> 提供テキスト
少女都市『光の祭典』について (前編)

 

はじめに

 この記事では昨年8月に駒場アゴラ劇場で上演(再々演)された少女都市の演劇、『光の祭典』の感想をまとめます。以前の記事*1の続きを意図していますが、単体でも読めるように努力していきたいと思います。

 

根底にあるものを探して


 この作品は様々なテーマを扱っているように感じました。ただ、同時にそれらの問題はバラバラではなく、どこかひと繋がりとなっているような印象も不思議とありました。
 その繋がりが何に由来する物なのか、各テーマについて述べることで探っていきたいと思います。

 

喪失と復活について

 まず、公演のチラシにあった「喪失と復活」というテーマから始めます。この作品では、様々な「喪失と復活」が描かれているように思いました。

 このテーマを背負わされているのは主人公まこと*2と、その友人であり元交際相手の江上だと感じました。

 このセクションでは、この2人が「何を失い、何を取り戻した」のかを考えていきます。


人・物の喪失

 まず2人に共通するのが「大事な人を失った」という点です。

 江上は阪神淡路大震災によって父を亡くしており、その心的外傷を引きずっています。

 そして、まことは自分にとって大切(だと感じていた)な存在の江上をある理由により失ってしまいます。当初まことと江上の関係は大きくは取り上げられていませんが、物語が進むにつれ、まことが江上に抱く情念の強さが強調されていくのもその喪失の大きさを際立たせています。

 

 しかし、亡くなった江上の父はもちろん、まことの元に江上が帰ってくることもありません。江上はまことの目の前で、「江上を求める」まことではなく「一緒の景色を見ようとする」サークルの元後輩で元婚約者*3、滝内の手を取りまことの前から消えてしまいます。

 

 それでは、まことと江上は「大切な人」のどこを大切に思い、その喪失によって何を喪失し、それをいかに回復したのでしょうか。

[データファイルの一部]
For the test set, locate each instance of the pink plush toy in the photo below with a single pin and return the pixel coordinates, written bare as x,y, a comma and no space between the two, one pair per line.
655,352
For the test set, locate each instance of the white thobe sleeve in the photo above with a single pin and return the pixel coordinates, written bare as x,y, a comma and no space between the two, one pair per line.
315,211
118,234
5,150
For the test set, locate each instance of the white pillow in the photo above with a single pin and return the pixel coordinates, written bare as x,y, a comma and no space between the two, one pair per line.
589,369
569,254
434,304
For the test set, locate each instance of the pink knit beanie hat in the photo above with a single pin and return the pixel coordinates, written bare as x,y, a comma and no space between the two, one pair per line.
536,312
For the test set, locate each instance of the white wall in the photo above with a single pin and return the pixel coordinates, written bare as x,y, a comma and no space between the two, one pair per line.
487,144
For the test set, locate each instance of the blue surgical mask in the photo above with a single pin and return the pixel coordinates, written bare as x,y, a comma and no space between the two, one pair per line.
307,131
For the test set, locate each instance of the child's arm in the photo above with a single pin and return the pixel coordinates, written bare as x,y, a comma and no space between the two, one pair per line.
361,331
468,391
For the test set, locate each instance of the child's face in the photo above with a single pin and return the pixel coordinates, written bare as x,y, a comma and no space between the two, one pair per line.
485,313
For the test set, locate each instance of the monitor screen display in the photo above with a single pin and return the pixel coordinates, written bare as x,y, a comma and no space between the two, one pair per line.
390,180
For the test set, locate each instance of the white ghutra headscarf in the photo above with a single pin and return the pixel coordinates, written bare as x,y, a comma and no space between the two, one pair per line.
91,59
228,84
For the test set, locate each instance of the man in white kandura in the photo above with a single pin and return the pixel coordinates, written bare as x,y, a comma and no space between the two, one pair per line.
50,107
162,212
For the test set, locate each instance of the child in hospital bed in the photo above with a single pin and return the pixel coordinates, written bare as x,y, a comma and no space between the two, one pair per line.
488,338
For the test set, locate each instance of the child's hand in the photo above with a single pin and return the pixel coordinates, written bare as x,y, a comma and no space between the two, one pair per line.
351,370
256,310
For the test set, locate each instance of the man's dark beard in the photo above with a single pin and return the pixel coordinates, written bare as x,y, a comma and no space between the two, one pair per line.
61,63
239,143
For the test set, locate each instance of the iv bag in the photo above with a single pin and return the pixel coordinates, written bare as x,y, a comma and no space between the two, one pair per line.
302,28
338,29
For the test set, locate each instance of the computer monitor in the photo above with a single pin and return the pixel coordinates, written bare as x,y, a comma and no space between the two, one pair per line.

> 課題一覧
[1] 『光の祭典』の感想記事に出てくる小見出しを、記事タイトルを除いてすべて順に挙げてください。
[2] 『光の祭典』の感想記事を、最後の文の後から続けて書いてください。

> 解答
[1]
はじめに
根底にあるものを探して
喪失と復活について
人・物の喪失

[2]
 まずは作品中に明示されているまことのケースから検討します。まことが江上のことを強烈に求める理由は「あたしの金魚をはじめて飼い慣らしてくれたから」と述べています。金魚はこの作品において極めて重要なテクニカルタームですが、後に詳しく述べるので、現時点では「特定の他者に対する怒りや悲しみ、恨み、不信感などが増幅し、環境や多くの他人に恒常的に向けられるようになった故にもつ孤独感や不安感」程度の説明に留めます。

 

 まことは大学の担当講師井上から性暴力を受け、その心的外傷から、カメラを持てなくなっています。また、男性に対する不信感を強烈に植え付けられてしまいます*4

 しかし、明らかに心身のダメージを負っているにもかかわらず、他者からの視線に飢えていた*5まことは井上を拒絶することができず、だらだらと身体関係を継続してしまいます。このあたりの共犯関係については前記事の少女性に関する部分で多くを述べているので省略します。

 

 そんな中でもまことに真っ直ぐ向き合い続けたのが江上でした。

 江上はしっかり彼の目でまことを捉え続けようとしました。そんな江上の誠実な視線に「金魚」を一時的に宥めることができると感じたまことは、大学卒業の2年後、江上の自主制作映画作成をきっかけに江上と交際することになります。

 ただ、その蜜月は長くは続きません。短期間に終わってしまったのは、まことがそんな江上を強烈に求めつつ、「金魚」に由来する暴力性までぶつけてしまったことでした。まことは井上に受けているような暴力をそのまま江上に投影するごとくぶつけてしまうような描写が見られます。そして、極め付けに、大学生時代にまことが江上に対して性暴力を働いたことが明かされます。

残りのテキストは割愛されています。